> Texto do documento:
━━━━━━━━

O PROJETO DISQUE TECNOLOGIA DA USP

O Projeto Disque-Tecnologia da USP foi criado como resposta à demanda do Sindicato da Micro e Pequena Indústria do Estado de São Paulo (Simpi). Os problemas conjunturais da época e a modernização da produção gerada por mudanças tecnológicas e mercadológicas introduzidas em nossa economia aceleradas por modificações na política de importação, mais que um desafio, constituíam-se em ameaça para empresas, especialmente indústrias, de pequeno e médio porte, cuja capacidade de investimento na capacitação de pessoal e atualização de produtos e processos é reconhecidamente limitada. O agravamento da crise recessiva implantada no país exigia respostas para demandas de curto prazo por meio de soluções simples para os problemas que viriam até a universidade por uma central de atendimento.

A procura por soluções contidas em tecnologias habituais, os problemas do cotidiano e as dificuldades de se acionar um pesquisador universitário para estas soluções foram contempladas resultando em um modus operandi ágil, rápido e eficaz. O Projeto Disque-Tecnologia foi criado como um elemento do Programa de Cooperação Universidade/Empresa da Cecae/USP, para atender a consultas de usuários, sobretudo empresários, visando a solucionar problemas específicos de natureza não somente tecnológica, a despeito do título, mas também administrativa, gerencial, mercadológica, de aprimoramento profissional, das relações de trabalho e de difusão cultural. A partir de um banco de dados onde se cadastram os docentes e pesquisadores de todas as áreas da Universidade de São Paulo foi montado o cadastro de especialistas e especialidades, usando-se um questionário simples, onde se informam as linhas gerais e específicas de pesquisa, sua aplicação prática e os interesses imediatos do pesquisador.

━━━━━━━━

> Material de apoio:

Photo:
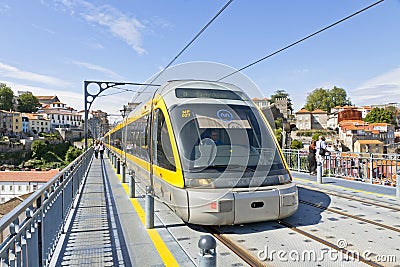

━━━━━━━━

> Instruções das tarefas:
a) Segundo o texto sobre o Projeto Disque-Tecnologia, a demanda de qual sindicato levou à criação do projeto?
b) Prossiga o texto sobre o Projeto Disque-Tecnologia a partir da última frase apresentada.
O material é independente e não faz parte do texto sobre o Projeto Disque-Tecnologia.

> Respostas das tarefas:
a) Do Sindicato da Micro e Pequena Indústria do Estado de São Paulo (Simpi).

b)
Foram distribuídos, na USP, 5 mil questionários, dos quais cerca de 4 mil retornaram com respostas. Ao mesmo tempo, iniciaram-se contatos com outras universidades e centros de pesquisa para a articulação de um sistema de cadastramento dos especialistas do Estado de São Paulo, em uma primeira etapa, e de outros estados, em uma segunda.

De forma singela e quase artesanal, entre março e setembro de 91, o DT iniciou experimentalmente o atendimento de consultas vindas das indústrias associadas ao Simpi. O procedimento regular adotado busca colocar o empresário em contato direto com um docente ou grupo de docentes cuja especialização seja adequada para o problema apresentado. Para isso, basta ao interessado manter contato (telefone, fax, correio e agora também pela Internet), fornecendo pequeno perfil de sua empresa, ramo de atuação e descrição da dificuldade.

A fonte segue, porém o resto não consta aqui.